##### RECORDS SHOWN

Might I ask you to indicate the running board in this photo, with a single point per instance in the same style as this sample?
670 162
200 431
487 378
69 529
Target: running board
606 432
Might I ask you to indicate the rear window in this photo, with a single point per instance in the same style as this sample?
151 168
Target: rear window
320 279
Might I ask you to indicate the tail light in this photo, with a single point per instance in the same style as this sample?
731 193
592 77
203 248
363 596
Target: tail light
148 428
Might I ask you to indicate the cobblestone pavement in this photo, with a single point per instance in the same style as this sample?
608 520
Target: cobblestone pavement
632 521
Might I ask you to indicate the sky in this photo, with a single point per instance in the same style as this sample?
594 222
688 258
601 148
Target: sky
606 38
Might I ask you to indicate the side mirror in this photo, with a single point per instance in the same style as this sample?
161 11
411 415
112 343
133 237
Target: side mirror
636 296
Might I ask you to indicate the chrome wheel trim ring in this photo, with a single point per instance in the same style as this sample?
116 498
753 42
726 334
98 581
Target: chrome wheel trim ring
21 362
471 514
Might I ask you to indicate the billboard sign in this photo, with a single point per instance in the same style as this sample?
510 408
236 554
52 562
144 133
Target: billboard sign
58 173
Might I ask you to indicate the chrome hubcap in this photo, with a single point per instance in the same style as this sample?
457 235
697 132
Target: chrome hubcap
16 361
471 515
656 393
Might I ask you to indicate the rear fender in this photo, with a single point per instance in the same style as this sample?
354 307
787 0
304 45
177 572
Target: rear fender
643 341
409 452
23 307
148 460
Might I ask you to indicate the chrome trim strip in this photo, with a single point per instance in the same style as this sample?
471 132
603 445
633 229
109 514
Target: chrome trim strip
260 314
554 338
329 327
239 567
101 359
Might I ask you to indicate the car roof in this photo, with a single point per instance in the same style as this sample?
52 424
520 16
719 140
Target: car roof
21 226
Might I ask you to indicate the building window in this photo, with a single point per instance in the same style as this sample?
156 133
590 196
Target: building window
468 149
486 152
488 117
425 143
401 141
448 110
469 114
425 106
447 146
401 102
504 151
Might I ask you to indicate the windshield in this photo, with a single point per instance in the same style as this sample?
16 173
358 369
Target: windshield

##########

TO DO:
Type out the entries again, word for word.

WRITTEN ANSWER:
Might I ask you to indicate the running board in this photo, with a single point per instance in the same style as this sample?
670 162
200 431
487 378
69 529
Target: running board
606 432
Might I ask you to indicate the rear window in this photo, with a single point per instance in the same style as this sample?
151 168
Target: rear window
320 279
Might I ask you to indicate the tail light in this photo, with a single point per instance in the same style as this sample?
731 193
592 77
203 248
363 596
Target: tail light
148 428
Might I ask you to indicate the cobblestone pavement in this photo, with a single point per instance in the same style as this sample?
608 520
Target: cobblestone pavement
632 521
Might I ask you to indicate the sky in this photo, with a single point per instance in the same style as this sample?
594 222
688 258
601 148
Target: sky
606 38
Might I ask you to indicate the side mirror in this photo, with a single point per instance in the same style as this sample?
161 11
411 415
112 343
133 237
Target: side mirror
636 296
Might I ask you to indicate the chrome wheel trim ring in this photo, with a single point per instance in the same style as this sample?
116 498
753 42
726 334
98 581
Target: chrome wheel trim ring
21 362
471 514
Might I ask you to indicate the billboard sign in this photo, with a single point per instance in the same style as this sample?
510 408
236 554
52 562
144 133
Target: billboard sign
58 173
Might I ask you to indicate the chrome hubcap in this photo, with a single point per instance in the same style as this sample?
457 235
697 132
Target: chrome hubcap
16 361
471 515
656 393
Might I ask you to indicate the rear fender in this photo, with a single point per instance in the same style as this sample?
354 307
787 0
304 45
177 572
Target: rear fender
643 341
409 452
23 307
148 460
Might I ask you to indicate the chrome trim strip in this photo, with a single point per instance in the same style as this sample?
471 132
603 445
633 229
109 514
Target: chrome trim strip
260 314
554 338
329 327
239 567
101 359
Might I ask you to indicate the car roof in this photo, with a single point per instance in the same style as this sample?
52 424
520 16
719 140
Target: car roof
21 226
Might I ask you to indicate the building window in this photo, with a single point per instance in the same style as this sample?
156 133
590 196
Target: building window
468 149
486 152
488 117
425 143
401 141
448 110
469 114
425 106
447 146
401 102
504 151
Might I ask you to indicate the windshield in this photo, with a single point per instance in the same style as this sample?
16 173
358 369
Target: windshield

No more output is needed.